:: Task statement ::
Output all lines exactly.

:: Items ::
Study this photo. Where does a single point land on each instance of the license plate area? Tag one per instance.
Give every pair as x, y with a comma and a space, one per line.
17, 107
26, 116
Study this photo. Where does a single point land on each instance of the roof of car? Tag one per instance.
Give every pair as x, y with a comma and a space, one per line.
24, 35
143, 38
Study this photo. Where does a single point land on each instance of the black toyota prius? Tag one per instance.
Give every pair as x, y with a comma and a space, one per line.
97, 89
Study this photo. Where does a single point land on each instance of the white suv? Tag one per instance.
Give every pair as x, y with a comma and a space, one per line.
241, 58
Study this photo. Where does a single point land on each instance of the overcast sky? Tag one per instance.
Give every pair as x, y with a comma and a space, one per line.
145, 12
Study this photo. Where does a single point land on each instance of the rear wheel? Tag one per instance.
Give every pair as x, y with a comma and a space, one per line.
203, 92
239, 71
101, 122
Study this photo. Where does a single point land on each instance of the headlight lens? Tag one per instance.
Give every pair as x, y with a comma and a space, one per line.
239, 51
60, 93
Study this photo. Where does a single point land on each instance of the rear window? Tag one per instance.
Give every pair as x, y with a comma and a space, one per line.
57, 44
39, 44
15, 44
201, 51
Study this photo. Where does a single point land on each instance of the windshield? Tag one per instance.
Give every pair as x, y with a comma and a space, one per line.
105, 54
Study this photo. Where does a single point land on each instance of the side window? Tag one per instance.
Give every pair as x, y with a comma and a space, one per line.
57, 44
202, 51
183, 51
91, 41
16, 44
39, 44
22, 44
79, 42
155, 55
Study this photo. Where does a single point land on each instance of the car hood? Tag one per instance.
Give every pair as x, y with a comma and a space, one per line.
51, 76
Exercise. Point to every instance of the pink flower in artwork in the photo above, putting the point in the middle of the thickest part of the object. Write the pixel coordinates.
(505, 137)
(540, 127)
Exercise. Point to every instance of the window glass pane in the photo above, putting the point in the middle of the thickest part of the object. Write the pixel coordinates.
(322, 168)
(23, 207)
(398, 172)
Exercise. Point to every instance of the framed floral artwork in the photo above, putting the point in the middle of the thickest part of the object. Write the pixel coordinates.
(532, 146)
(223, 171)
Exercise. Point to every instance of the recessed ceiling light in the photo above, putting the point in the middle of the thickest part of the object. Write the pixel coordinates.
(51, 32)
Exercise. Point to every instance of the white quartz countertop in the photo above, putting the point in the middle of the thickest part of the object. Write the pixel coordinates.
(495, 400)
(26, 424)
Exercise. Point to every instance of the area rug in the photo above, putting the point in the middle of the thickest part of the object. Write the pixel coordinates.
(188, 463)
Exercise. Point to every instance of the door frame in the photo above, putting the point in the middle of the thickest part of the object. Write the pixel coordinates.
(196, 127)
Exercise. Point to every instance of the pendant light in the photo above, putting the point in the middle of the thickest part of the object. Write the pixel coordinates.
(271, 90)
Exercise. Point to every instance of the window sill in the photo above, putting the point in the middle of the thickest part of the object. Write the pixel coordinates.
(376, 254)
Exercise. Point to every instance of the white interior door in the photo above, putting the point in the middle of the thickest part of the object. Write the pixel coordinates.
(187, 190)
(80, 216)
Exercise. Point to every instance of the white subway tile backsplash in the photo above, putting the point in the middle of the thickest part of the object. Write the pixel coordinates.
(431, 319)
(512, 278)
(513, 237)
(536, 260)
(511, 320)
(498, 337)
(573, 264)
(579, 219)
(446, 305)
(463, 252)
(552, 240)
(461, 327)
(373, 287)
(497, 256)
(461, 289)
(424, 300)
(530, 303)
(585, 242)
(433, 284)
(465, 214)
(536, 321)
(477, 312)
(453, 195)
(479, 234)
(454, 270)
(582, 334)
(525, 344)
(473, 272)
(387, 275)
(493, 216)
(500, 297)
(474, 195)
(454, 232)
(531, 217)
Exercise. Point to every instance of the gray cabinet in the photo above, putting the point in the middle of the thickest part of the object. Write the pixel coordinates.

:: Exercise output ::
Study this photo. Where does a single point land on each instance of the license plate area? Tag one per instance.
Give every pair as x, y with a comma and a space, one per line.
17, 107
26, 116
Study this photo. Where does a single point land on each instance of the roof of car? Tag one per instance.
Give every pair as x, y with a comma and a space, one per line.
24, 35
143, 38
Study this photo. Where does a single point land on each instance of the black toyota prius? Tag one per instance.
Give every pair as x, y with a comma and a space, one per line.
97, 89
Study this photo. Where does a single point land on each instance of the white suv? Tag one per instance.
Give every pair as x, y with a comma and a space, one per line.
241, 58
Study this photo. Where does a single point land on each instance of the overcast sky? Tag one per instance.
Give every pair as x, y with a comma and a space, one per line.
145, 12
Study this photo. Where does a single point land on each instance of the rear wheel? Tag one per instance.
Give every pair as x, y with a comma and a space, one per line.
203, 92
239, 71
101, 122
Study this photo. Where does a single point land on each instance of the headlight lens? Tag one per instance.
Give every pair as x, y with a comma and a space, one per line.
239, 51
60, 93
Study this photo. Where does a single point land on each instance of the rear window? Tag one per instance.
Give every pair as x, y with a comma and a space, one per line.
57, 44
39, 44
15, 44
201, 51
Study this photo. Where does a single point land on each instance of the windshield? Tag one per instance.
Give every pair as x, y with a comma and a space, one per line.
105, 54
Study this photo. Where does a single point land on each instance of the side window? Tag one per instance.
Give every pair as x, y with a comma and a space, one per line.
57, 44
202, 51
183, 51
91, 41
16, 44
39, 44
22, 44
79, 42
155, 55
Study this photo. Where does a single point land on each instance of the car hood? Tag one per instance.
Give every pair as x, y with a comma and a space, one per line.
51, 76
Exercise. Point to every instance of the pink flower in artwork in the photo above, putting the point in the middle of the thickest part of the object. Write the pixel coordinates.
(505, 137)
(540, 127)
Exercise. Point to every instance of the window glass pane in the photo above, putting the point in the middle of the thickest part of the object. Write the pixel coordinates.
(322, 168)
(23, 207)
(398, 172)
Exercise. Point to every instance of the framed floral artwork in the photo above, putting the point in the middle of the thickest part of the object. Write the pixel coordinates.
(532, 146)
(223, 171)
Exercise. Point to every instance of the recessed ceiling light in the photo above, putting the point in the middle of the thickest part of the object. Write the pixel coordinates.
(51, 32)
Exercise. Point to every instance of the white quartz countertop in the photo above, putting the point in the middle of the thickest part of the object. Write the pixel coordinates.
(495, 400)
(26, 424)
Exercise. Point to every instance of the area rug in the photo above, putting the point in the middle of the thickest part of the object. Write the pixel coordinates.
(188, 463)
Exercise. Point to every instance of the door frame in the photo above, putting the point in the middle of the thickest part of the object. Write the pixel coordinates.
(196, 127)
Exercise. Point to every instance of the pendant light in the photo above, putting the point in the middle of the thickest part of the object. Write the pixel coordinates.
(271, 90)
Exercise. Point to every instance of the window sill in the photo above, putting the point in the middle of the thickest part of the object. Write the pixel coordinates.
(376, 254)
Exercise. Point to every instance of the white interior door in the photo above, putting the point in the middle of the thickest part of the object. Write the pixel coordinates.
(187, 190)
(80, 216)
Exercise. Point to every instance of the white subway tile backsplash in the photo above, putting the point in the middle of the thickest part of the object. Write the pixel coordinates.
(431, 319)
(512, 278)
(513, 237)
(536, 260)
(511, 320)
(498, 337)
(573, 264)
(579, 219)
(446, 305)
(463, 252)
(552, 240)
(461, 327)
(373, 287)
(497, 256)
(461, 289)
(424, 300)
(530, 303)
(585, 242)
(433, 284)
(465, 214)
(536, 321)
(477, 312)
(453, 195)
(479, 234)
(454, 270)
(582, 334)
(525, 344)
(473, 272)
(387, 275)
(493, 216)
(500, 297)
(474, 195)
(454, 232)
(531, 217)
Exercise. Point to every instance of the gray cabinet in the photo above, putting the point in the middle of the thickest part of the object. Write the pixel coordinates.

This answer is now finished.